_TASK STATEMENT_.
Exactly as written, print out each entry in the data, with no pictures.

+++ MATERIALS PROVIDED +++

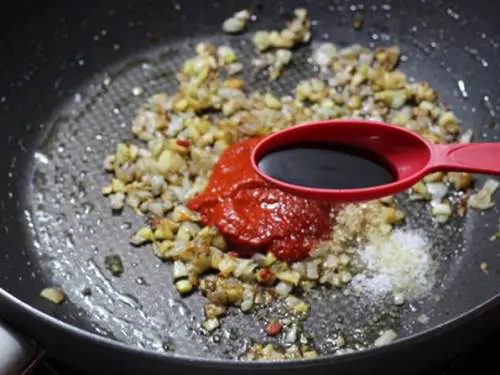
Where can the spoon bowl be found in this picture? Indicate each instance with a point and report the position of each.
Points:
(405, 153)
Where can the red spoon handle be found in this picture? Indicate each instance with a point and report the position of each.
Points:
(473, 157)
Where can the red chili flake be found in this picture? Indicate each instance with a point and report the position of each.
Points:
(183, 142)
(272, 329)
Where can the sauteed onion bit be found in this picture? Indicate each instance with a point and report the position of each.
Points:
(184, 133)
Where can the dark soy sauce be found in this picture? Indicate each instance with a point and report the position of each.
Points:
(326, 165)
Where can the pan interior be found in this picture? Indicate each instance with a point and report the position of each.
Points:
(73, 229)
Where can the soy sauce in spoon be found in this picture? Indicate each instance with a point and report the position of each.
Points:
(326, 165)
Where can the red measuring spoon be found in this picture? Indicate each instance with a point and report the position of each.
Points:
(409, 156)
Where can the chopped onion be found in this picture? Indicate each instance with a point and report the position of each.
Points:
(53, 295)
(483, 199)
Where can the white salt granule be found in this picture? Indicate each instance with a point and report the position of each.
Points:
(397, 263)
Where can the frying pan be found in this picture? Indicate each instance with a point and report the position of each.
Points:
(67, 70)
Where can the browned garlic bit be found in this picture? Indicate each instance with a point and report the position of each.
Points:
(184, 133)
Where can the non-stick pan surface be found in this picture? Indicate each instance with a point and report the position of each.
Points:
(67, 76)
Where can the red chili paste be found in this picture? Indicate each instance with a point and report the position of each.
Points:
(254, 216)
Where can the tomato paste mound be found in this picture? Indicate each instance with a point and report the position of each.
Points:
(254, 216)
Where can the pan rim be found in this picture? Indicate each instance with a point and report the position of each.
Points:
(94, 338)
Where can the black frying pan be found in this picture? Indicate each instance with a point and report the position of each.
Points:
(60, 114)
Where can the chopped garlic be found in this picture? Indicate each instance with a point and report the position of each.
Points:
(483, 199)
(53, 295)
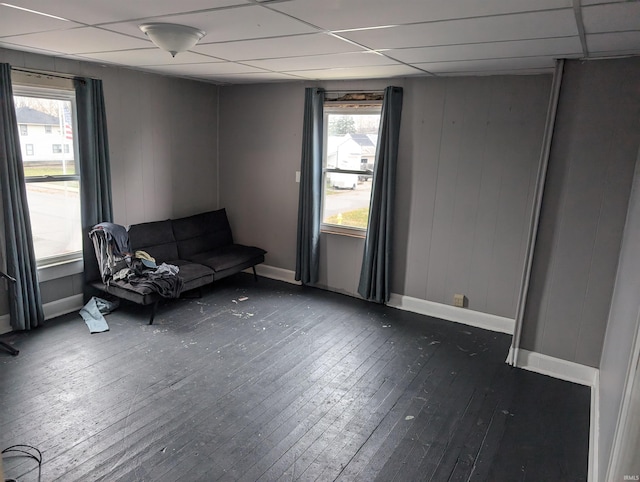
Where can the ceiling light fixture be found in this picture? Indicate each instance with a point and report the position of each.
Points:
(172, 37)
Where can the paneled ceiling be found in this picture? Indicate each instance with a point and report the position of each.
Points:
(271, 40)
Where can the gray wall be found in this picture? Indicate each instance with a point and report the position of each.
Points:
(470, 149)
(162, 143)
(621, 329)
(467, 166)
(593, 154)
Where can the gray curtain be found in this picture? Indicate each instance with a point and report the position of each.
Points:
(375, 275)
(309, 204)
(25, 304)
(95, 171)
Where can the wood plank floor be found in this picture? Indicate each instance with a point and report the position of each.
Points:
(292, 383)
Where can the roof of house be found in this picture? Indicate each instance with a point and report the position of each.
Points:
(27, 115)
(365, 140)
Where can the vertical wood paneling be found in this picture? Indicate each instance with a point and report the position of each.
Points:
(583, 213)
(621, 332)
(467, 161)
(485, 166)
(420, 137)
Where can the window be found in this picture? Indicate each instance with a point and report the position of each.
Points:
(51, 176)
(351, 138)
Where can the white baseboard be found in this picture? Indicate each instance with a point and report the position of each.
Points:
(272, 272)
(557, 368)
(453, 313)
(51, 310)
(63, 306)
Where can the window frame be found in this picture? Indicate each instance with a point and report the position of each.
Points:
(65, 94)
(369, 107)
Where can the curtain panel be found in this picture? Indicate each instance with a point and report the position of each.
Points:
(25, 304)
(375, 274)
(309, 204)
(95, 170)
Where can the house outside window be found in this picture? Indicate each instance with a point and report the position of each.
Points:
(51, 176)
(351, 138)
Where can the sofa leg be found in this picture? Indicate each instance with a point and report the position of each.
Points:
(153, 312)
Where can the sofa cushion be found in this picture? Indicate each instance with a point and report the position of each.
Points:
(201, 232)
(229, 256)
(156, 238)
(194, 275)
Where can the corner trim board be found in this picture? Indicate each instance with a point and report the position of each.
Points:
(5, 326)
(453, 313)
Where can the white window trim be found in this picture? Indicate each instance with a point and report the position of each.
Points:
(70, 263)
(367, 107)
(60, 270)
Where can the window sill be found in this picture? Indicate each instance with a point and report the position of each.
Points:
(60, 270)
(342, 231)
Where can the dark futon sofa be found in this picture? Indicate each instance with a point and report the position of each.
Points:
(201, 246)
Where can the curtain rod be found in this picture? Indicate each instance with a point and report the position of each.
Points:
(48, 74)
(357, 91)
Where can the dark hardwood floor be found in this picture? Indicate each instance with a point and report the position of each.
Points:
(292, 383)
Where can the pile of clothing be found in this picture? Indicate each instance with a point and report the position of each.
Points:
(118, 264)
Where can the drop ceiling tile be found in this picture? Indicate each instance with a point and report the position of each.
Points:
(502, 65)
(18, 22)
(205, 69)
(96, 12)
(614, 17)
(595, 2)
(293, 46)
(250, 22)
(331, 61)
(559, 23)
(148, 56)
(556, 47)
(376, 72)
(251, 78)
(340, 14)
(79, 40)
(614, 43)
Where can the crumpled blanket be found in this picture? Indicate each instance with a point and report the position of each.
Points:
(165, 284)
(92, 314)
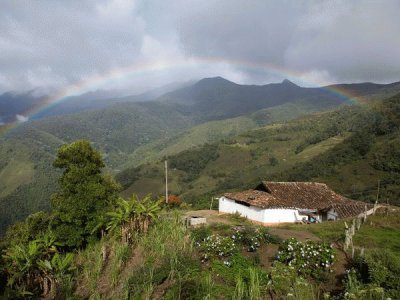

+++

_YOUR RESPONSE_.
Where can the spoon bowl be found in this picture? Indicate each instance with a point and report the position of each.
Points:
(405, 153)
Where can the red spoon handle be found in this picture? Indicate each instance with a point and report the position of each.
Points:
(473, 157)
Where can the red chili flake be found in this picture? Indicate each instance with a point and report the position of each.
Points:
(183, 142)
(272, 329)
Where can the sauteed onion bit be found in this picture? Indicate each instance with a point and report the position of each.
Points:
(184, 133)
Where can the dark soy sauce be found in this picture? Indicate each instance with a point and report the position of each.
Points:
(326, 165)
Where can the pan interior be found in this picture? Indicate each instance with a point and report the position of each.
Points:
(73, 229)
Where can the soy sauce in spoon be found in this picture? Indicate each instance with a point and report the position of each.
Points:
(326, 165)
Where can the red measuring spoon be found in this picture? Indicate each instance with a point and report the position of each.
Points:
(409, 156)
Where can the chopped onion be found in this picture? Indicate each instance with a point and report the position of each.
Points:
(53, 295)
(483, 199)
Where can the white salt granule be found in this picture? Indicate each instance with a point and report the position of each.
Points:
(397, 263)
Where can the frying pan be found in this picture? Indicate each instance with a point and report the position of each.
Points:
(67, 70)
Where can the browned garlic bit be found in this picture? Indicate each instance with a point and report the position of each.
Points:
(184, 133)
Where can the non-stick pan surface be found in this picture? Indicate each instance with a point and report the position of each.
Points:
(67, 76)
Where can the red chili paste be found in this picture? Indicate each instance with a point and report the position of each.
Points:
(254, 216)
Where can the tomato paste mound be found in this picture? Indicate each instance with a point and report the position of each.
Points:
(254, 216)
Where can the pan rim be found in this picture? Indicate each instance with a point and report the position of each.
Points:
(94, 338)
Where can the black frying pan be found in this picture? Indicate each instance with a point and report the position of each.
Points:
(60, 114)
Where can the chopped garlic be found in this picture? Indicate each instance with a point and report the position of each.
Points:
(483, 199)
(53, 295)
Where can the ceiling light fixture be found in this picture? Indicate each instance with a point and report the position of each.
Points:
(172, 37)
Where can the paneled ceiling be found in this picture? Indicate each instance with a point and report the position of each.
Points:
(271, 40)
Where can the gray wall be found in this picture? Indicate each instance with a point and report the position of each.
Points:
(470, 149)
(162, 143)
(621, 329)
(467, 166)
(593, 154)
Where can the gray curtain be found in this picture? Indicate each instance with a point and report the position of each.
Points:
(375, 275)
(309, 204)
(25, 304)
(95, 171)
Where can the wood plank floor be found in this picture? Indicate each instance with a point and report the position of each.
Points:
(292, 383)
Where can the roof of house be found in this picture? Indicate each instance with a point and report the position of each.
Points:
(27, 115)
(365, 140)
Where can the vertical wood paneling be found in this picture? Indicate each instance with a point and report the position of each.
Points:
(583, 213)
(621, 332)
(467, 161)
(485, 166)
(420, 137)
Where can the window be found in this picture? Indicate each instance with a point and report the position of each.
Points:
(51, 176)
(351, 138)
Where can the white baseboard be found in this picture? Indicate each instance with a point and report the position of each.
Points:
(272, 272)
(557, 368)
(453, 313)
(51, 310)
(63, 306)
Where can the window frame be found in this picture? Indicate each instance with a point and report the position of each.
Points:
(65, 94)
(369, 107)
Where can the curtain panel be found in this picture? Indicate each instance with a point and report the position of each.
Points:
(25, 304)
(375, 274)
(309, 204)
(95, 170)
Where can the house outside window be found in this picture? Indicate each instance with a point and report the position of each.
Points:
(51, 176)
(351, 138)
Where can the sofa leg be found in this picture? Indicate each instance with a point and report the position of each.
Points:
(153, 312)
Where can the sofa cushion be found in this picture? Indicate each instance with a point and report the position of each.
Points:
(201, 232)
(229, 256)
(156, 238)
(194, 275)
Where can the corner trim board be found in this picture? Indicate each instance with a point and report the position of each.
Points:
(5, 326)
(453, 313)
Where can the white window trim be found in this picture? Indicate each instance with a point and report the position of each.
Points:
(70, 263)
(367, 107)
(60, 270)
Where can the window sill be found in this picture? Indicate each instance with a point and report the position of each.
Points:
(60, 270)
(342, 231)
Where can the dark futon sofa be found in this picture? Indicate each instance with a point and report the position of each.
Points:
(201, 246)
Where can the curtain rod be found in this picture? Indicate each instance with a point and report the position of each.
Points:
(48, 74)
(357, 91)
Where can the dark hardwood floor be found in this picture? Indicate each instance with a point and report the position of each.
Points:
(292, 383)
Where can the pile of clothing be found in this picture? Indicate each instance with a point and report the position of each.
Points:
(118, 264)
Where can the drop ceiling tile be found in this picture? Indicate each instance with a point and report the position of each.
Points:
(502, 65)
(18, 22)
(205, 69)
(96, 12)
(614, 17)
(595, 2)
(293, 46)
(250, 22)
(331, 61)
(559, 23)
(148, 56)
(556, 47)
(376, 72)
(251, 78)
(340, 14)
(79, 40)
(614, 43)
Where can the crumpled blanket be found in this picture? Indicate each instance with a point and report the position of each.
Points:
(165, 284)
(92, 314)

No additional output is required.